(Items from a dataset)
========================================

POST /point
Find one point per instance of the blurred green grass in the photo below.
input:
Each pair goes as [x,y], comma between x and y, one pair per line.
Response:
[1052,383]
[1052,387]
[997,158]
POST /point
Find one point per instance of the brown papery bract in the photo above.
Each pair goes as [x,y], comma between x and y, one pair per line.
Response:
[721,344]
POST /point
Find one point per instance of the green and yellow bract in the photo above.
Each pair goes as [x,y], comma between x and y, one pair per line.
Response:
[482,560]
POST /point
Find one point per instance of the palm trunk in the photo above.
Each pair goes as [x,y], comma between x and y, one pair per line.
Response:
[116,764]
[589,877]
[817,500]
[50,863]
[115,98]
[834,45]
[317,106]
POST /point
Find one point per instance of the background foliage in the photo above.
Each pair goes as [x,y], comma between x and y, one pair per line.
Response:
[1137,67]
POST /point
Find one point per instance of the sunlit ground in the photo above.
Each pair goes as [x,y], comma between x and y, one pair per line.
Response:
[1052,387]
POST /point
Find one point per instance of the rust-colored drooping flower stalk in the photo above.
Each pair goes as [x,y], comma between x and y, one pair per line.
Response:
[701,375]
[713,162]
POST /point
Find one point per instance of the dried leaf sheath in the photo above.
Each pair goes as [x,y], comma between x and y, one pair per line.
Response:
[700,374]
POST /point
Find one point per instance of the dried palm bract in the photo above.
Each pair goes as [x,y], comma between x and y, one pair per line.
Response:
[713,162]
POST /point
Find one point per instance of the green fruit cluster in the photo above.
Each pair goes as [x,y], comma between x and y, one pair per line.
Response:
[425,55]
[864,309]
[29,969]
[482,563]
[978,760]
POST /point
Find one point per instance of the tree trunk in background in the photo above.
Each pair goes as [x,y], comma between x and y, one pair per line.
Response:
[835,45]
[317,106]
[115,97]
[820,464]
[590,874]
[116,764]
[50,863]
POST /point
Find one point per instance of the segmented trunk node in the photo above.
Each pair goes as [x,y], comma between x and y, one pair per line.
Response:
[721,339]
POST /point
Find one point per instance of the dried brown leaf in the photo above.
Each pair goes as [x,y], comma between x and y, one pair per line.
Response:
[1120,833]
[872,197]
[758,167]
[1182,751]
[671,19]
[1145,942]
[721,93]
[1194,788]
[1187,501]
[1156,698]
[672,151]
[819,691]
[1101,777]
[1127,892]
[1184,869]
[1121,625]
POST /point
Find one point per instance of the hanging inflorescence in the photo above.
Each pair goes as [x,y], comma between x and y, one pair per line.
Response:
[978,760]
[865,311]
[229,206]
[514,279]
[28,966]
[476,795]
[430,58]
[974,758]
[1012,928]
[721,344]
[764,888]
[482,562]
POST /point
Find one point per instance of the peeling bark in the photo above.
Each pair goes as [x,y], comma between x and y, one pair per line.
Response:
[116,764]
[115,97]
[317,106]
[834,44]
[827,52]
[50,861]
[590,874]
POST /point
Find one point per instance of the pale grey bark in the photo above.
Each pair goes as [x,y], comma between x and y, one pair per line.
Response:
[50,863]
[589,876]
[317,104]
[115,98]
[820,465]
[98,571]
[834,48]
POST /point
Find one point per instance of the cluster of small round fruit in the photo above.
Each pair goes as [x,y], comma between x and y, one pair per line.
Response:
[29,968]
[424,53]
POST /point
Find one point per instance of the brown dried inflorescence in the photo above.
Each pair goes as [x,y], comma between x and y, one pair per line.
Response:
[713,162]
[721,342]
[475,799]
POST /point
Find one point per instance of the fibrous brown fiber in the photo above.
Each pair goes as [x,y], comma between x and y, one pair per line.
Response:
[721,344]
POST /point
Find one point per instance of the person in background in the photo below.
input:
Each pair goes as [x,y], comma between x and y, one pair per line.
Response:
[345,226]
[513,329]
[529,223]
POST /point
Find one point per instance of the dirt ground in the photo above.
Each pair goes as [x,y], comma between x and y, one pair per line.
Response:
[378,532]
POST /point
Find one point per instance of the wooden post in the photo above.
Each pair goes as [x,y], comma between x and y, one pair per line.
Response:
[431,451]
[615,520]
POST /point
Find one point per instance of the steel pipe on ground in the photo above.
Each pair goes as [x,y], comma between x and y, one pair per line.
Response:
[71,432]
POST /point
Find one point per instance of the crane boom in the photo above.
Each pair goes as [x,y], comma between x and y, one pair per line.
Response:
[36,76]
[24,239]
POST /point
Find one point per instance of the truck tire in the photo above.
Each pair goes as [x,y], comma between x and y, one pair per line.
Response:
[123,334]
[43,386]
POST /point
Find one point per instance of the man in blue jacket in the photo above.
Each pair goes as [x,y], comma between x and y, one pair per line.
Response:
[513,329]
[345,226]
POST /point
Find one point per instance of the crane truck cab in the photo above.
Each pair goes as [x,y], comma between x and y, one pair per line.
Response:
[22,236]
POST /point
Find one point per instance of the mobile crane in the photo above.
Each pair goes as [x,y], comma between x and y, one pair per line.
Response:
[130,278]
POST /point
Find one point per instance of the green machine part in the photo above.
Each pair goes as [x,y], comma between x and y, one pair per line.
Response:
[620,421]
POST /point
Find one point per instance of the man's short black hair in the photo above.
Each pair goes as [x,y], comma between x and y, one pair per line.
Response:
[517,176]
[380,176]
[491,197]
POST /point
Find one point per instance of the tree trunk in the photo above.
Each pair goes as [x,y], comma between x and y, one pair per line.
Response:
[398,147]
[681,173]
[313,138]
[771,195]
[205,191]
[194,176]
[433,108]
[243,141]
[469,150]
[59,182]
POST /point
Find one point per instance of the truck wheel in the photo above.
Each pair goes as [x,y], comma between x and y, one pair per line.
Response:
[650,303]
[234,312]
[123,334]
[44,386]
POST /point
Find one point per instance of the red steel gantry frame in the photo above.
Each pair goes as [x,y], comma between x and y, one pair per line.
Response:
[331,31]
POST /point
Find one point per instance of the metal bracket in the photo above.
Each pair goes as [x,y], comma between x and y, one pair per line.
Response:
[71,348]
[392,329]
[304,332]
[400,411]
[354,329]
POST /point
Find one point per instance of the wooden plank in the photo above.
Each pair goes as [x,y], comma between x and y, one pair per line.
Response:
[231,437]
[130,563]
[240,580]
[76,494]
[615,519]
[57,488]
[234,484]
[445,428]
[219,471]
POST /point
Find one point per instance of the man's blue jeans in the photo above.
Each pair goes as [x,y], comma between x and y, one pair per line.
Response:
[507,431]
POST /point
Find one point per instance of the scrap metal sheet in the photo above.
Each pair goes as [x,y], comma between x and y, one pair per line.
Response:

========================================

EXERCISE INSTRUCTIONS - Repeat the lines above exactly.

SOLUTION BELOW -
POST /point
Find one point per instance of the blurred green grass in the photo below.
input:
Each pair goes as [x,y], comma between x and y, one pair per line.
Response:
[1052,383]
[1052,387]
[997,158]
POST /point
Find one point per instance of the brown papery bract in the photo above.
Each pair goes as [x,y], comma between x and y, one pair per line.
Response:
[721,344]
POST /point
Find one point per instance of the green and yellow bract in the photo above.
Each pair goes as [x,y], comma between x and y, one pair per line.
Response:
[482,560]
POST /point
Find one point per instance of the palm trunk in the photo above.
Each pair goes as [x,y], comma between x and y, one pair per line.
Response:
[116,764]
[589,877]
[817,500]
[50,863]
[115,98]
[834,45]
[317,106]
POST /point
Find one point per instance of the background foliage in the photo above.
Each pair goes as [x,y], comma between x and y, one pair per line.
Response:
[1137,67]
POST /point
Find one point per instance of the sunlit ground in the photo above.
Each pair goes as [x,y], comma between x and y, one pair per line.
Response:
[1052,387]
POST /point
Find one point per instance of the rust-colored drooping flower stalk in the photo above.
Each pair goes as [x,y], comma between x and y, one pair per line.
Response:
[701,375]
[713,162]
POST /point
Find one point per instance of the dried leaf sheath in the photo above.
Each pair goes as [x,y], comma between x and y, one pair per line.
Response:
[700,374]
POST /point
Find one point per instance of the dried palm bract in the photo above.
Each pair goes as [x,y], comma between x and y, one pair per line.
Response:
[713,162]
POST /point
Find one point per instance of the green fruit cluster in the photo above.
Each pair goes as [x,y], comma between x and y, one pair per line.
Response:
[425,55]
[864,309]
[29,969]
[482,563]
[978,760]
POST /point
Find one point per instance of the tree trunk in background in the photo above.
Each pair goes as [x,y], comma between x and y, one pair per line.
Response:
[835,45]
[317,106]
[115,97]
[820,464]
[590,874]
[116,764]
[50,863]
POST /point
Find one point per instance of the segmented trunk node in the photo above.
Each pair goes as [x,y], comma between x and y, one pair per line.
Response:
[721,339]
POST /point
Find one point per instance of the dried brown leaf in the photo above.
Each pair goes as [x,y], comma between x and y, one pair per line.
Response:
[1120,833]
[872,197]
[758,167]
[1182,751]
[671,19]
[1145,942]
[721,93]
[1194,788]
[1187,501]
[1156,698]
[672,151]
[819,691]
[1101,777]
[1127,892]
[1184,869]
[1121,625]
POST /point
Find one point per instance of the hanging inflorescence in the photo above.
Each pair goes as [x,y], comma between x and y, one pair per line.
Response:
[978,760]
[865,311]
[229,206]
[514,279]
[28,966]
[476,795]
[430,58]
[974,758]
[1012,928]
[721,344]
[764,888]
[482,562]
POST /point
Find one point per instance of the peeling bark in the photo above.
Each pair goes as [x,y], comma between x and y, one pair per line.
Response:
[116,764]
[115,97]
[317,106]
[834,44]
[827,52]
[50,861]
[590,874]
POST /point
Find one point per instance of the pale grey bark in the photo above.
Each pair goes as [x,y], comma between x and y, one pair per line.
Response:
[50,863]
[589,876]
[317,104]
[115,98]
[820,465]
[98,571]
[834,48]
POST /point
Find one point per instance of the cluster of small round fruit in the photo above.
Each pair goes as [x,y], comma between x and y, one pair per line.
Response:
[29,968]
[424,53]
POST /point
Find one point per instance of the brown dried inflorescence in the photo above.
Each pair goes as [x,y], comma between x and y, one pair per line.
Response:
[713,162]
[721,342]
[475,799]
POST /point
Find one point per instance of the fibrous brown fiber in the photo above.
Each pair goes as [x,y], comma between x and y, one pair per line.
Response:
[721,344]
POST /point
Find one point per instance of the person in background in the photo below.
input:
Each pair goes as [x,y], comma between x and y, one pair per line.
Response:
[345,226]
[513,329]
[529,223]
POST /point
Find one point per instance of the dirt ground in the photo above.
Each pair goes as [x,y], comma between x and y, one pair per line.
Response:
[378,532]
POST /point
Find one point per instance of the wooden post in the photo above.
Each pair goes as [x,y], comma between x and y, one pair per line.
Response:
[431,451]
[615,520]
POST /point
Find one point per instance of the steel pipe on ground in the photo above.
Each pair goes as [x,y], comma between x and y, one pair per line.
Response:
[71,432]
POST /point
Find one point per instance of the crane boom in the photo above.
Each pair goes as [x,y], comma between x and y, one pair per line.
Response:
[36,76]
[24,239]
POST /point
Find one point per instance of the truck tire in the photo above.
Each pair goes as [x,y], comma between x and y, one pair per line.
Response:
[123,334]
[43,386]
POST /point
Find one point per instance of the man in blue jacket in the photo above.
Each pair goes as [x,y], comma between x and y, one pair per line.
Response:
[513,329]
[345,226]
POST /point
Find one point per instance of the crane truck cab in the photo above.
Each pair goes as [x,y], comma between x and y, one pair per line.
Response:
[22,236]
POST /point
Find one point per instance of the mobile crane in the photo above.
Each pair goes as [x,y], comma between x and y, one pair per line.
Response:
[130,278]
POST /point
Find one point per instance of the green machine part in the photo above.
Each pair goes as [x,y], comma between x and y, one pair per line.
Response:
[620,421]
POST /point
Find one point per instance of the man's short black hair in the photo above.
Each pair goes as [x,y], comma between x and y, one pair per line.
Response:
[517,176]
[380,176]
[491,197]
POST /point
Find one point per instance of the tree trunk in the photo above.
Each pair goes as [x,y], comma between x and y, one pair per line.
Response:
[398,147]
[681,173]
[313,138]
[771,195]
[205,191]
[194,176]
[433,108]
[243,141]
[469,150]
[59,182]
POST /point
Find one point per instance of the truck wheel in the photo above.
Each pair goes as [x,y], comma between x and y, one pair per line.
Response:
[650,303]
[234,312]
[123,334]
[44,386]
POST /point
Find one point per instance of the red steel gantry frame in the photo above.
Each pair goes as [x,y], comma between x and y, one pair per line.
Response:
[331,31]
POST /point
Find one point per instance of the metal bracket in the photo above.
Each pair goes as [x,y], comma between x and y, one pair per line.
Response:
[71,348]
[392,329]
[304,332]
[400,411]
[354,329]
POST /point
Find one point per instance of the wooden plank in the photo above.
Each pair goes as [x,y], comma between x and y, one pair per line.
Response:
[231,437]
[130,563]
[240,580]
[76,494]
[615,519]
[57,488]
[234,484]
[445,428]
[219,471]
POST /point
Find one point per instance of the man's blue jeans in the photo above.
Each pair goes as [x,y], comma between x and y, one pair per line.
Response:
[507,431]
POST /point
Find one point per instance of the scrap metal sheet in the photo above.
Each pair goes as [x,y], comma between x and y, one pair per line.
Response:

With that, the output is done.